## DATA FOR THE TASK
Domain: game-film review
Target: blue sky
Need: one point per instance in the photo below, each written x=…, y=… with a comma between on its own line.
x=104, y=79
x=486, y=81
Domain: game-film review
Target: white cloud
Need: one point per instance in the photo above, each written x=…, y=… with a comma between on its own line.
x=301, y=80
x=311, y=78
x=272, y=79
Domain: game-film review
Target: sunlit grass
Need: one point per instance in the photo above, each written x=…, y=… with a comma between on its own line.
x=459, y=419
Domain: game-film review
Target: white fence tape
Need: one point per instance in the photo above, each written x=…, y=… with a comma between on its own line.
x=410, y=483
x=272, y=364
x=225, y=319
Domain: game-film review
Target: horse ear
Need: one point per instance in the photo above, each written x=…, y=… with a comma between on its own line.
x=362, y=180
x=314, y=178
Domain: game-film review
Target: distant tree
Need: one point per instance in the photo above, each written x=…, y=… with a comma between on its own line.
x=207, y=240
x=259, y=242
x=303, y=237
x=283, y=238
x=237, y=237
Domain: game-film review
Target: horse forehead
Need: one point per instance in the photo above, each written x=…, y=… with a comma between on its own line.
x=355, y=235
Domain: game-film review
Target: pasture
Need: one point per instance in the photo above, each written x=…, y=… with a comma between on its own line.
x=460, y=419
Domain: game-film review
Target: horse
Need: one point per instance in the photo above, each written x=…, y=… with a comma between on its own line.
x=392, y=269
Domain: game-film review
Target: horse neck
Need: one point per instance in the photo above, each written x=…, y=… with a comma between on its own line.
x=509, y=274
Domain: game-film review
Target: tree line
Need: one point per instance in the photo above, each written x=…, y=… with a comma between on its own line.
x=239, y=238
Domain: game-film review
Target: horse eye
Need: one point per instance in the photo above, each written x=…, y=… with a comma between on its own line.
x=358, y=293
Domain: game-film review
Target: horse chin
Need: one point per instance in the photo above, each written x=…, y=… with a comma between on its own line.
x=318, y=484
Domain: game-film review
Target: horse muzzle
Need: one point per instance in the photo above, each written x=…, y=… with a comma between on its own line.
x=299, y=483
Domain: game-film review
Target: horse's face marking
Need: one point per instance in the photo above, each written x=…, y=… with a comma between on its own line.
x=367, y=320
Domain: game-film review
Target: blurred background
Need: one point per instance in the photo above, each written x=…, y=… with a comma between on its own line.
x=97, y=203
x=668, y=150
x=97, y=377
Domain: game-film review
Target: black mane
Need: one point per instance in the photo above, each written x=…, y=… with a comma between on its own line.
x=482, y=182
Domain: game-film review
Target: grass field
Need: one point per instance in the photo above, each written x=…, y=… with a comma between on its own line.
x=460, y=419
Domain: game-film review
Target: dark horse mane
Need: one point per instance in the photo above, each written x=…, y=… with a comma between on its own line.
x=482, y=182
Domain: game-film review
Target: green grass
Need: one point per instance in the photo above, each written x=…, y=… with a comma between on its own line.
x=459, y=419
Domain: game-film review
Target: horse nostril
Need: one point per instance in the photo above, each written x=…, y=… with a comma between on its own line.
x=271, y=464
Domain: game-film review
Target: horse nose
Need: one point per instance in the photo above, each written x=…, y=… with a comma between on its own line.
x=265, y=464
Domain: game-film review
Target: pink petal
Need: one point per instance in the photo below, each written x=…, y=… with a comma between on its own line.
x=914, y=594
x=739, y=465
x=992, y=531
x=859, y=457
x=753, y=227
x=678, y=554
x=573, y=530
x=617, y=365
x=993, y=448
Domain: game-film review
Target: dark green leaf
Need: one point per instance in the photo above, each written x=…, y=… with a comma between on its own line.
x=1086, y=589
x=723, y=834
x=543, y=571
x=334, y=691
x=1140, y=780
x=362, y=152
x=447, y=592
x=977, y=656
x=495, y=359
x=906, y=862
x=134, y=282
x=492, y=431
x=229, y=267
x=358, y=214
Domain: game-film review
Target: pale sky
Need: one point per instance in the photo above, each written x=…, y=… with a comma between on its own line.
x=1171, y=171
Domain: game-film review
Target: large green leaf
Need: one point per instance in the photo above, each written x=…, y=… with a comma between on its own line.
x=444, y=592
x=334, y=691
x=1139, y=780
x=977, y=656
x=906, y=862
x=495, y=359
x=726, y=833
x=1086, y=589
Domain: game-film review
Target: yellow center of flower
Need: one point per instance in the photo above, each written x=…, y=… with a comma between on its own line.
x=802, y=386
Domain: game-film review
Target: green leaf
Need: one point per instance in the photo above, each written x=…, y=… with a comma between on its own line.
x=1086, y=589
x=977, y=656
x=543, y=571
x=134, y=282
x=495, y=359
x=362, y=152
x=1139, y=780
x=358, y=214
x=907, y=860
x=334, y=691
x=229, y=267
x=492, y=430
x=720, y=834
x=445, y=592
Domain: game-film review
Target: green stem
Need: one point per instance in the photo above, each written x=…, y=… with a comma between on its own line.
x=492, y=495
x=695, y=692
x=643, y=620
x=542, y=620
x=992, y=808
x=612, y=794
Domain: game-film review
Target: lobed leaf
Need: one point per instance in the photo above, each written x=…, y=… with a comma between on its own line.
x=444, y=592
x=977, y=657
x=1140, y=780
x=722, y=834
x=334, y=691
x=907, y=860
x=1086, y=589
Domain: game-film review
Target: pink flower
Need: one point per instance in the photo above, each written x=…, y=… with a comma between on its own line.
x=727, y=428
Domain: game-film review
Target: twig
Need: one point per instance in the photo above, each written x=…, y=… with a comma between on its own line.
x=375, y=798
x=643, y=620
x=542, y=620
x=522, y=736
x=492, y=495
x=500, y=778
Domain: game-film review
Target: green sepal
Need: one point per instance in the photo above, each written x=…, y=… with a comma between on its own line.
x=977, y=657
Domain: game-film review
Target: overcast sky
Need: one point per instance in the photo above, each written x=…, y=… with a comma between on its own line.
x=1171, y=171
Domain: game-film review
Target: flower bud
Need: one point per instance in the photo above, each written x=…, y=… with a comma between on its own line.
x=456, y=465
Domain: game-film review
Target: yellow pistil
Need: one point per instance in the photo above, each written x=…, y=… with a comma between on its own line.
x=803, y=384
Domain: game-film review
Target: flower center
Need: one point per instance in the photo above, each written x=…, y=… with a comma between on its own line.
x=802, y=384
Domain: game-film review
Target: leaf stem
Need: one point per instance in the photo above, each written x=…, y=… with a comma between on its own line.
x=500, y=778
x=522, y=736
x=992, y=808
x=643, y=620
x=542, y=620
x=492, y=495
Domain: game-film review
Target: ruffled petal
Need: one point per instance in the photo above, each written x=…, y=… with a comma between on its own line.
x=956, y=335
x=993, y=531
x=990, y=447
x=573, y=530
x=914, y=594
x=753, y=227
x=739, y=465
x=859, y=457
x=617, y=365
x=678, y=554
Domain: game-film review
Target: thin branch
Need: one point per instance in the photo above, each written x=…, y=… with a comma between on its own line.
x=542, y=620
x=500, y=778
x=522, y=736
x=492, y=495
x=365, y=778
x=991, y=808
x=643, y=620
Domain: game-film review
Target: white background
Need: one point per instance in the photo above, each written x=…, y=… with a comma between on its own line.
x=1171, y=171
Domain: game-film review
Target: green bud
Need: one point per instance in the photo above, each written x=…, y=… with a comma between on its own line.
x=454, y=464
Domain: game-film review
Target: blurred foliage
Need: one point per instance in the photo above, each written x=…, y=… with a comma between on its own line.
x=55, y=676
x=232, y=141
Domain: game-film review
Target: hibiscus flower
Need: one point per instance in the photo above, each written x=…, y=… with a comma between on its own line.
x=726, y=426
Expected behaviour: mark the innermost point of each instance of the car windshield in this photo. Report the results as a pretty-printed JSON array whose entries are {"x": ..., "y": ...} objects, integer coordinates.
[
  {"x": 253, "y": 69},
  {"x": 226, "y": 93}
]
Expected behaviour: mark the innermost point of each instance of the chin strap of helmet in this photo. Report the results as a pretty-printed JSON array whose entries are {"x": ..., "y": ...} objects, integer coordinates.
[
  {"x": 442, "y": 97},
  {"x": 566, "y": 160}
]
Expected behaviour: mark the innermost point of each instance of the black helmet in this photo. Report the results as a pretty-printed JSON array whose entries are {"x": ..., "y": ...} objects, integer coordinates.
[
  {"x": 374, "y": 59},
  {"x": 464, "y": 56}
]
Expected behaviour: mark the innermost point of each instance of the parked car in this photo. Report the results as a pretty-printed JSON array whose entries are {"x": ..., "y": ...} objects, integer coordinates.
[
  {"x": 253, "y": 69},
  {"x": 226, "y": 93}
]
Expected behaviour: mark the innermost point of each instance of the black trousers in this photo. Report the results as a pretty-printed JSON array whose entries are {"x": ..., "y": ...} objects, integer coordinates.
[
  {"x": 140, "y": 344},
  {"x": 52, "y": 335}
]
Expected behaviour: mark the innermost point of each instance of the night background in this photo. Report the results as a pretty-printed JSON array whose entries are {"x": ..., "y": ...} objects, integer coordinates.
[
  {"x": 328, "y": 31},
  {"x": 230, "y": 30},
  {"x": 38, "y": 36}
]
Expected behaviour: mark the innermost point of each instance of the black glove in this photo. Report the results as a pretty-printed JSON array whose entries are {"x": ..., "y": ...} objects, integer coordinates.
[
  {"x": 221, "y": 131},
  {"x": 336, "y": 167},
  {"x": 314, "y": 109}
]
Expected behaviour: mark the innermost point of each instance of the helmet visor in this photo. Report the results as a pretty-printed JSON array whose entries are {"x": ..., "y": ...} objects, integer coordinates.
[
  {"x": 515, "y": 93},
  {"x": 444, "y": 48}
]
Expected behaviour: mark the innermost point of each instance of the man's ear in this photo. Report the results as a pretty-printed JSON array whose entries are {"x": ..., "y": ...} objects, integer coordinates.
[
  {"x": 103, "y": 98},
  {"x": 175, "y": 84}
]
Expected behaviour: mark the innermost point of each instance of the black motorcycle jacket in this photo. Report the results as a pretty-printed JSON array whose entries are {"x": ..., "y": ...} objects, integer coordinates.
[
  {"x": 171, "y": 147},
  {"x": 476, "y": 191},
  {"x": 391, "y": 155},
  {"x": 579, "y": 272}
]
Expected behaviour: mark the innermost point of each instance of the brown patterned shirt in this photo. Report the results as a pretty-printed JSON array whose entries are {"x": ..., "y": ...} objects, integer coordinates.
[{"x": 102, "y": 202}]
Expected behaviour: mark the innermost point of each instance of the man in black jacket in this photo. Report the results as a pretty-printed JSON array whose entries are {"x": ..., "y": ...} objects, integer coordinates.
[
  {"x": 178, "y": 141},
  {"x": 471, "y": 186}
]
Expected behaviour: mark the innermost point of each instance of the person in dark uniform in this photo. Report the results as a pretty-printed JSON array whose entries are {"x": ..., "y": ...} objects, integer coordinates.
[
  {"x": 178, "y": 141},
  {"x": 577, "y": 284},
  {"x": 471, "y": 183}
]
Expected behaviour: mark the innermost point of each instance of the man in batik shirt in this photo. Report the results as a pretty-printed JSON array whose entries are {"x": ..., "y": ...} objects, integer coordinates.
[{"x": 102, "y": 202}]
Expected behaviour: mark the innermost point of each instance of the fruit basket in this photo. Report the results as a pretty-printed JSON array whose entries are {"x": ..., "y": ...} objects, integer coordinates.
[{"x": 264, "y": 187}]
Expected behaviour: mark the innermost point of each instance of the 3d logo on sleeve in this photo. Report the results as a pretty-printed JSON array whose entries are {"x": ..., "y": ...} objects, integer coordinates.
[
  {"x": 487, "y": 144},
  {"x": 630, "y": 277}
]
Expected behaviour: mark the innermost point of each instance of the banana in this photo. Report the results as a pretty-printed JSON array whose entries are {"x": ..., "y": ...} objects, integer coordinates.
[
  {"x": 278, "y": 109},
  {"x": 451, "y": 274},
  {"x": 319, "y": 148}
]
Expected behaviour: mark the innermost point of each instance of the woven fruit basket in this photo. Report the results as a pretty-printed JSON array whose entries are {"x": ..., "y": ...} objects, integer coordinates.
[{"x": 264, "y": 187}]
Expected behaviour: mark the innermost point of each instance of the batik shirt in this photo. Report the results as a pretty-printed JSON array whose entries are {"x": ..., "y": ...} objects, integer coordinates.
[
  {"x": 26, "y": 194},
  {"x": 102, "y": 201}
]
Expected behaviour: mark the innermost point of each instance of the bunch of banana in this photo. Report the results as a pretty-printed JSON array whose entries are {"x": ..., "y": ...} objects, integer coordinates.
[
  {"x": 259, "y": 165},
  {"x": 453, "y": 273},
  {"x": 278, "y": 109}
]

## EXERCISE REQUIREMENTS
The answer should be only the number of lines in the data that include "leaf".

## EXPECTED ANSWER
5